» WHAT TO DO
Copy each of the items below word for word, with no changes.

-- BEGIN INPUT MATERIAL --

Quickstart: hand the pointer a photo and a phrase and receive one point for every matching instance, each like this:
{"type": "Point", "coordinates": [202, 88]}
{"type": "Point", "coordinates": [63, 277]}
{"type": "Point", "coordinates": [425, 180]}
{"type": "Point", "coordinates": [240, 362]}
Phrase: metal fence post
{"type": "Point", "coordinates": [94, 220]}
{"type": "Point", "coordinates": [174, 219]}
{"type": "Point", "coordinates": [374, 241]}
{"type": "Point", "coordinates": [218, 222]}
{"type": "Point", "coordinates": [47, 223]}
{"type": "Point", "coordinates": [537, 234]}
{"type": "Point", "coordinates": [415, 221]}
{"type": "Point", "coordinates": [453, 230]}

-- END INPUT MATERIAL --

» IN RESPONSE
Quickstart: hand the pointer a photo and a phrase and receive one point for every matching instance, each like this:
{"type": "Point", "coordinates": [202, 88]}
{"type": "Point", "coordinates": [63, 277]}
{"type": "Point", "coordinates": [425, 180]}
{"type": "Point", "coordinates": [240, 362]}
Phrase: metal fence post
{"type": "Point", "coordinates": [94, 220]}
{"type": "Point", "coordinates": [174, 219]}
{"type": "Point", "coordinates": [374, 241]}
{"type": "Point", "coordinates": [218, 222]}
{"type": "Point", "coordinates": [47, 223]}
{"type": "Point", "coordinates": [537, 234]}
{"type": "Point", "coordinates": [415, 221]}
{"type": "Point", "coordinates": [453, 230]}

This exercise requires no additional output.